╭──
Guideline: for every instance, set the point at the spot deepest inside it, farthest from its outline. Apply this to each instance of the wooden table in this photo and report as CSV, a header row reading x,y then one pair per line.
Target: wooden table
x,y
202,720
╰──
╭──
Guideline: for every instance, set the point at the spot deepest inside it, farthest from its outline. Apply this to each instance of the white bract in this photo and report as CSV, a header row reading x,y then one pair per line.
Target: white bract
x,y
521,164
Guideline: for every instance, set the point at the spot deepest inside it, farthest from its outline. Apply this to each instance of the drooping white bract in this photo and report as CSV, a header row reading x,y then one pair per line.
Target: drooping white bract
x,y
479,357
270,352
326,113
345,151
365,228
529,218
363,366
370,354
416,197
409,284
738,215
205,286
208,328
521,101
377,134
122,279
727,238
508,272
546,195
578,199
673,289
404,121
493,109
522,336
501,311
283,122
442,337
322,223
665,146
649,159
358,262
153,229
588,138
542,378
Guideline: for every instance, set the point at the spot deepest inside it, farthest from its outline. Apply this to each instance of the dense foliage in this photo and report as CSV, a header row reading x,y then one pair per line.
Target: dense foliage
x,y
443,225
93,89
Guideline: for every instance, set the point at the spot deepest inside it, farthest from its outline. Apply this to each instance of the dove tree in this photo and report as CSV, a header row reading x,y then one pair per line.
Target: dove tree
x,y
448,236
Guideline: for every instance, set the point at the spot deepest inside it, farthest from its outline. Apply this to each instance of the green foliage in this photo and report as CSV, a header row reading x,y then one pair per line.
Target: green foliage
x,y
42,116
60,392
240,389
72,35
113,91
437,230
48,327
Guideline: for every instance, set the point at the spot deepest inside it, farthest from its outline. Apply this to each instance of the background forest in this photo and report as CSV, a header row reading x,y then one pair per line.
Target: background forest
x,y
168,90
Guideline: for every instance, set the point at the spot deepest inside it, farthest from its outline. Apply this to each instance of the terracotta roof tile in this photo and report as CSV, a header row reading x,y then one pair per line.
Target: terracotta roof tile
╰──
__WORK TO BE COMPLETED__
Of the lines above, retype only those from the line containing "Target: dove tree" through the line containing "Target: terracotta roof tile", including both, exactly.

__ANSWER SECTION__
Target: dove tree
x,y
448,236
Guideline: for every instance, set the point at the spot deepest inside it, farthest from its outline. Apply this to each instance of the green foliage in this photo and report as CSV, a header row reading x,y then one pair per line.
Target: green foliage
x,y
42,116
60,392
240,389
72,35
113,91
437,230
48,327
Guideline: for every instance, set the point at the spot deepest inside it, farthest from its outline. Apply this to each instance of the background forest in this photo and report as CSV, a header row reading x,y then one pair per line.
Target: background forest
x,y
168,90
Guideline: for every instance, set the point at the spot deepest inside it, farthest from its outline. Apply this to each instance of the terracotta roof tile in this photo and report as CSV, a header row reading x,y then one pair per line.
Target: terracotta roof tile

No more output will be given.